- _読解用抜粋_:
■ ■ ■
中国政府が10日、「韓国の差別的入国制限措置」を理由に、韓国人に対する短期ビザ発給の暫定中断を電撃発表した。中国内で新型コロナウイルス感染症が爆発的に拡散していることを受け、多くの国が中国からの渡航者に対する防疫強化措置を取ったが、中国が韓国を最初のターゲットにして報復措置に乗り出したのだ。韓中関係にさらなる暗雲が立ち込める可能性が高まっている。
在韓中国大使館はビザ発給停止措置を発表し、「韓国の中国に対する差別的な入国制限措置取り消し状況によって調整する予定」だと明らかにした。韓国政府が先月30日、中国からの渡航者に対して新型コロナ検査の義務化と1月31日まで短期ビザ発給停止などの措置を取ったことへの対抗措置である点を強調したのだ。韓国が中国との往来規模が大きく、世界で唯一中国に対するビザ発給を中断した国であることから、「見せしめ」の対象に選んだものとみられる。新しく就任した中国の秦剛外交部長が9日午後、パク・チン外交部長官と行った就任のあいさつを兼ねた電話会談で、韓国の措置に懸念を示した後、直ちに取られた措置だ。
■ ■ ■
- _要件_: 中国による韓国人向け短期ビザ発給停止を伝えるこの記事を、全文一字一句違えずに書き写してもらえますか？
■ ■ ■
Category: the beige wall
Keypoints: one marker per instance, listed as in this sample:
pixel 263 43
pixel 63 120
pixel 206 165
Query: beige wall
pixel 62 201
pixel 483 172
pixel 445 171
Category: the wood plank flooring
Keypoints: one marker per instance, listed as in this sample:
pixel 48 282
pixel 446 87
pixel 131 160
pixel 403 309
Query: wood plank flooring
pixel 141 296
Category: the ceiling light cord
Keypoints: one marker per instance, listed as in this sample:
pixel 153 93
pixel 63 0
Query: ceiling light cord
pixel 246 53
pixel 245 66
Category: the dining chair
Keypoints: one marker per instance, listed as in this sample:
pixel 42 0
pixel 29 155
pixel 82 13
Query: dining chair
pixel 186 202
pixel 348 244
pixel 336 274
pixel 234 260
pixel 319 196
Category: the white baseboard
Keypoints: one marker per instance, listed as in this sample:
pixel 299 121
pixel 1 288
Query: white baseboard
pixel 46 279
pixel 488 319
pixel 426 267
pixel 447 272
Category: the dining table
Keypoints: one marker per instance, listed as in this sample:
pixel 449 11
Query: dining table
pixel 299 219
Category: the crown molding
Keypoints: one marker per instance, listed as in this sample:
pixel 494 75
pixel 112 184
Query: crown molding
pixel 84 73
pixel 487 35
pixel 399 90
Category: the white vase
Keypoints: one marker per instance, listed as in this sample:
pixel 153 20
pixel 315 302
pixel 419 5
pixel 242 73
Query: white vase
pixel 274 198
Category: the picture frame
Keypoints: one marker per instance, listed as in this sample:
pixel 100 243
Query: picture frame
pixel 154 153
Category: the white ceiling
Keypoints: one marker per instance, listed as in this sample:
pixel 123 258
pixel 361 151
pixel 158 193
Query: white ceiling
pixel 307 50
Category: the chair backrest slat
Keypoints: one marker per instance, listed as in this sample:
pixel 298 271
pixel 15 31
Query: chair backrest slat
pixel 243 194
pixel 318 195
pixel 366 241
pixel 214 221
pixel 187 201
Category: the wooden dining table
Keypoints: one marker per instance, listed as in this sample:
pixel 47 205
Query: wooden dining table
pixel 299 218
■ ■ ■
- _本課題の出力_:
中国政府が10日、「韓国の差別的入国制限措置」を理由に、韓国人に対する短期ビザ発給の暫定中断を電撃発表した。中国内で新型コロナウイルス感染症が爆発的に拡散していることを受け、多くの国が中国からの渡航者に対する防疫強化措置を取ったが、中国が韓国を最初のターゲットにして報復措置に乗り出したのだ。韓中関係にさらなる暗雲が立ち込める可能性が高まっている。
在韓中国大使館はビザ発給停止措置を発表し、「韓国の中国に対する差別的な入国制限措置取り消し状況によって調整する予定」だと明らかにした。韓国政府が先月30日、中国からの渡航者に対して新型コロナ検査の義務化と1月31日まで短期ビザ発給停止などの措置を取ったことへの対抗措置である点を強調したのだ。韓国が中国との往来規模が大きく、世界で唯一中国に対するビザ発給を中断した国であることから、「見せしめ」の対象に選んだものとみられる。新しく就任した中国の秦剛外交部長が9日午後、パク・チン外交部長官と行った就任のあいさつを兼ねた電話会談で、韓国の措置に懸念を示した後、直ちに取られた措置だ。